### Goal of the exercise
Give everything from the start of the listing down to and including the line containing "(1164, 135)" as a Markdown table with the columns Row and Listing line, numbering each line and leaving out any blank ones.

### Extracted entries

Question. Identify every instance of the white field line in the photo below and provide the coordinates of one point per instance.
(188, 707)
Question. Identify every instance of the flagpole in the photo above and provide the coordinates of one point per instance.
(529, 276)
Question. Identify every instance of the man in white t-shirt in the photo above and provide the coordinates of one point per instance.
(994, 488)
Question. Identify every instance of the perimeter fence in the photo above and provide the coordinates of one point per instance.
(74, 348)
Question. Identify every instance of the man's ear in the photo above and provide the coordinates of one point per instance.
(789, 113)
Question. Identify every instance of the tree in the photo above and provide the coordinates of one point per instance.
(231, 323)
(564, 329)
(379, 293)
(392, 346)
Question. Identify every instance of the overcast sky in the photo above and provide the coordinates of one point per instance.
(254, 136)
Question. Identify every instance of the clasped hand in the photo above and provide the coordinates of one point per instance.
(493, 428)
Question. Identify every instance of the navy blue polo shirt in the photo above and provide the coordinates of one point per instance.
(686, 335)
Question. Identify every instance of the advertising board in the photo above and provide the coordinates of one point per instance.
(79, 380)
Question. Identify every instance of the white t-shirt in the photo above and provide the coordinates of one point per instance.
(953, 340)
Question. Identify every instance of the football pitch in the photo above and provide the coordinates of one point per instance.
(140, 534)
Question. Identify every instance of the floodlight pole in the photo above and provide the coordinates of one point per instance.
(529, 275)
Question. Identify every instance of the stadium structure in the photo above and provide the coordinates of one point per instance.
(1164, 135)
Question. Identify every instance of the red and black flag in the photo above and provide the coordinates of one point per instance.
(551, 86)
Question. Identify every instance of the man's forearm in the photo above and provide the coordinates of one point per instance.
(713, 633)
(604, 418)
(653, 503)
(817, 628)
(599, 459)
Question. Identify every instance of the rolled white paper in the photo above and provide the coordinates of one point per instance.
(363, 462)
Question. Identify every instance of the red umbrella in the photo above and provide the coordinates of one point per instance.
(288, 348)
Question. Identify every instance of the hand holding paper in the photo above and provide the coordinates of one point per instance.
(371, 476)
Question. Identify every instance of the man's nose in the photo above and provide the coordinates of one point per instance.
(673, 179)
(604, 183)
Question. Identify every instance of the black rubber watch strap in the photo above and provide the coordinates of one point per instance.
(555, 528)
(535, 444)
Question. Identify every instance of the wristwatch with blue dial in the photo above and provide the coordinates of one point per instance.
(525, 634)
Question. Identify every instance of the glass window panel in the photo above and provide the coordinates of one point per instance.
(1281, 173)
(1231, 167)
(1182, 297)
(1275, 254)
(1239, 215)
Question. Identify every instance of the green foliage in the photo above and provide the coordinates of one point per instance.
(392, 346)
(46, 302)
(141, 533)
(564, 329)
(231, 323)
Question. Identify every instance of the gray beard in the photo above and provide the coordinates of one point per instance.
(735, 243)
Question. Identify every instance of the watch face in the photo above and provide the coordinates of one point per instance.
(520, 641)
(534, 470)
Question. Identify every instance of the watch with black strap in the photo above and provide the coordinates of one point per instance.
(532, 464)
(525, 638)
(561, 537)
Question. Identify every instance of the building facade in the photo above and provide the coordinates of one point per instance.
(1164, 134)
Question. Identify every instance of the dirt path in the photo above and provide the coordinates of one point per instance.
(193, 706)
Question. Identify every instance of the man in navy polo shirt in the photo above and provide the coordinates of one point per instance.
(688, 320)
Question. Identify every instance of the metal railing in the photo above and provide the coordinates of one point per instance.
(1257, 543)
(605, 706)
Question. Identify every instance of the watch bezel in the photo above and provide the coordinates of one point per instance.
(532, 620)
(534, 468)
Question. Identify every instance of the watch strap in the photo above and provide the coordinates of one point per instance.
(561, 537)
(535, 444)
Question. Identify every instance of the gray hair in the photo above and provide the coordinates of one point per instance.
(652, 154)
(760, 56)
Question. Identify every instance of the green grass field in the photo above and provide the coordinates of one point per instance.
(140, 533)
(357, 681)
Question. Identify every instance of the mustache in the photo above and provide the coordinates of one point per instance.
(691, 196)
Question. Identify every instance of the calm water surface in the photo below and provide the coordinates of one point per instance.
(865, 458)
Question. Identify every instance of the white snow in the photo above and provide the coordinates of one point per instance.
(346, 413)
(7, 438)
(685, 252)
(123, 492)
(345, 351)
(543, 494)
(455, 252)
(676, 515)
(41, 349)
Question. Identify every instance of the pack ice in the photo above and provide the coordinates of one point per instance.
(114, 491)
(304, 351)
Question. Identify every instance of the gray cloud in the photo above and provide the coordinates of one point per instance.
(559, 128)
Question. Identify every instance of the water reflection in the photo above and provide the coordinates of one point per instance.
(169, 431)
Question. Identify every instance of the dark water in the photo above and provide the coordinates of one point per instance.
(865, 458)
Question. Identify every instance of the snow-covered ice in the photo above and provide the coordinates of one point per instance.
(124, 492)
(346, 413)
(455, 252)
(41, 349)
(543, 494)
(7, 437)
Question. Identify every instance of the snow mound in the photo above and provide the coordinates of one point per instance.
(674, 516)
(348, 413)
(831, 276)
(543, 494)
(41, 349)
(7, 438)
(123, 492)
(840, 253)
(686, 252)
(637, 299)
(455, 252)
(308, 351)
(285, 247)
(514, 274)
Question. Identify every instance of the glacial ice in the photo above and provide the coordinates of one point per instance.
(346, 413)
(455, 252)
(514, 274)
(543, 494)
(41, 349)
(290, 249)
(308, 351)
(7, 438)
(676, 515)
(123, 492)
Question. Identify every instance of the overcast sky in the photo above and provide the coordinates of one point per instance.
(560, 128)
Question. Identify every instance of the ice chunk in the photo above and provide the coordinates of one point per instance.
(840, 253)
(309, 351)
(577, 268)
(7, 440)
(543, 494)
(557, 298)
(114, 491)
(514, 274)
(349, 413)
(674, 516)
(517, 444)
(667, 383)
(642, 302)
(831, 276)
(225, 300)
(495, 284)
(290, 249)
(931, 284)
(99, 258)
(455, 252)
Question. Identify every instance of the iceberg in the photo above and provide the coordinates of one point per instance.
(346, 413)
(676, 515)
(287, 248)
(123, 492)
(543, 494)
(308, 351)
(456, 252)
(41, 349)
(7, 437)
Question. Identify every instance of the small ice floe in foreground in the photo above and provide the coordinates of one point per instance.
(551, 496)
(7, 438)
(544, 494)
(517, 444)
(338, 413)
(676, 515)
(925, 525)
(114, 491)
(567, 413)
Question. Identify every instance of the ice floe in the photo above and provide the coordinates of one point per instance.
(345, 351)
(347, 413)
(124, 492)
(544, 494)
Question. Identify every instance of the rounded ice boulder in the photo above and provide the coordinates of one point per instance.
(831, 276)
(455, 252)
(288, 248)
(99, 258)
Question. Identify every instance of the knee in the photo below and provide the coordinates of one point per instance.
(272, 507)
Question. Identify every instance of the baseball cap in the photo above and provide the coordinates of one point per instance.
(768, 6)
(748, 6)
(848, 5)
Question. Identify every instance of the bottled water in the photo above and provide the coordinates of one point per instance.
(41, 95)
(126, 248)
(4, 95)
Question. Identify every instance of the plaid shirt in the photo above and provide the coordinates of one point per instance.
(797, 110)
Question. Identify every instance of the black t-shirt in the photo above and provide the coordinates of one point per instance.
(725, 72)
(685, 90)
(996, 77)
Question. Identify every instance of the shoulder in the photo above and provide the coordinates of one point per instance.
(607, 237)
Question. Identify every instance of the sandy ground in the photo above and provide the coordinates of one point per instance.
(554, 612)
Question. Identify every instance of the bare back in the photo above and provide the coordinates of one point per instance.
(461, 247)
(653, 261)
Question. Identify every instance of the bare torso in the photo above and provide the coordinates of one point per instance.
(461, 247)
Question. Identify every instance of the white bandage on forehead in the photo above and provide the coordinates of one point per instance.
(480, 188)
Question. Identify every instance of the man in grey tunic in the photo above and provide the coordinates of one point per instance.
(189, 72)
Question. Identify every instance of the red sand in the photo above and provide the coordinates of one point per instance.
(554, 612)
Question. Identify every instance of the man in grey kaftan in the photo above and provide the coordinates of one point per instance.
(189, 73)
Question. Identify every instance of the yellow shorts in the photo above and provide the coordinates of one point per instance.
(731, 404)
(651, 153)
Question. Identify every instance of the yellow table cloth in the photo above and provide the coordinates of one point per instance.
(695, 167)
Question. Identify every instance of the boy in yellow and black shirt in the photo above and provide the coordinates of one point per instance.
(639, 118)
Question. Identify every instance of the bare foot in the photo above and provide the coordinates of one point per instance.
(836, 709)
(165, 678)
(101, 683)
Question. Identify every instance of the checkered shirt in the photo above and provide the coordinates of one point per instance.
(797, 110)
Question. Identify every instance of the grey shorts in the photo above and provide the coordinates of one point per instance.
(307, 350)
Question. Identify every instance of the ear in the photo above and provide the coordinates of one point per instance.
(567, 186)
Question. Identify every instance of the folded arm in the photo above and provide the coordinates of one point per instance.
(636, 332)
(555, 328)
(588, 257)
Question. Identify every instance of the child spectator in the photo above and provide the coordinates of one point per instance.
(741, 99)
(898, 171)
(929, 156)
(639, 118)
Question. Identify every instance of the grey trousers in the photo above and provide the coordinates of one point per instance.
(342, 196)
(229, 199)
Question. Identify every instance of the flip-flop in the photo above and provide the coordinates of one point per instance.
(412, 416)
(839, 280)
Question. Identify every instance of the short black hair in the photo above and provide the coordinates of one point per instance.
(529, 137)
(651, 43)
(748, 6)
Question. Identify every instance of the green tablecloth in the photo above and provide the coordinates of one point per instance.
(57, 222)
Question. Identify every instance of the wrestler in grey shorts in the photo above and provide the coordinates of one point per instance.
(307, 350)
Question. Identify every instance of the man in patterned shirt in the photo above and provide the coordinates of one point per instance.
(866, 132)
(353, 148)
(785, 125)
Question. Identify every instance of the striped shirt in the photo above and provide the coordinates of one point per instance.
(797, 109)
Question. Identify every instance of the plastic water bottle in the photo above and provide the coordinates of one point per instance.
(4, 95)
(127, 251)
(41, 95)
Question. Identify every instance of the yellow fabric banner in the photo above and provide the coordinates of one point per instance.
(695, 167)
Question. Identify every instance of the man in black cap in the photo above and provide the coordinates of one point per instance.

### Final result
| Row | Listing line |
|---|---|
| 1 | Question. Identify every instance of the white field line in the photo below and provide the coordinates of one point per instance. |
| 2 | (188, 707) |
| 3 | Question. Identify every instance of the flagpole in the photo above and provide the coordinates of one point per instance. |
| 4 | (529, 276) |
| 5 | Question. Identify every instance of the man in white t-shirt in the photo above and provide the coordinates of one point per instance. |
| 6 | (994, 488) |
| 7 | Question. Identify every instance of the perimeter fence in the photo above and provide the coordinates of one point per instance. |
| 8 | (74, 348) |
| 9 | Question. Identify every instance of the man's ear in the photo above and provide the coordinates of one point per instance. |
| 10 | (789, 113) |
| 11 | Question. Identify every instance of the tree in the photo above and provide the coordinates of one point per instance. |
| 12 | (231, 323) |
| 13 | (564, 329) |
| 14 | (379, 293) |
| 15 | (392, 346) |
| 16 | Question. Identify every instance of the overcast sky in the photo above and provide the coordinates of one point per instance. |
| 17 | (254, 136) |
| 18 | Question. Identify every instance of the clasped hand in the photo above and provide the coordinates of one point per instance. |
| 19 | (493, 428) |
| 20 | Question. Identify every instance of the navy blue polo shirt in the photo above and provide the coordinates of one point per instance. |
| 21 | (686, 335) |
| 22 | Question. Identify every instance of the advertising board in the photo above and provide the coordinates of one point per instance. |
| 23 | (79, 380) |
| 24 | Question. Identify every instance of the white t-shirt in the photo above and provide the coordinates of one point per instance. |
| 25 | (953, 340) |
| 26 | Question. Identify every instance of the football pitch in the photo above and provide the coordinates of one point per instance. |
| 27 | (140, 534) |
| 28 | Question. Identify every instance of the floodlight pole in the photo above and provide the coordinates of one point per instance. |
| 29 | (529, 275) |
| 30 | Question. Identify every instance of the stadium structure in the photo above and provide the coordinates of one point per instance. |
| 31 | (1164, 135) |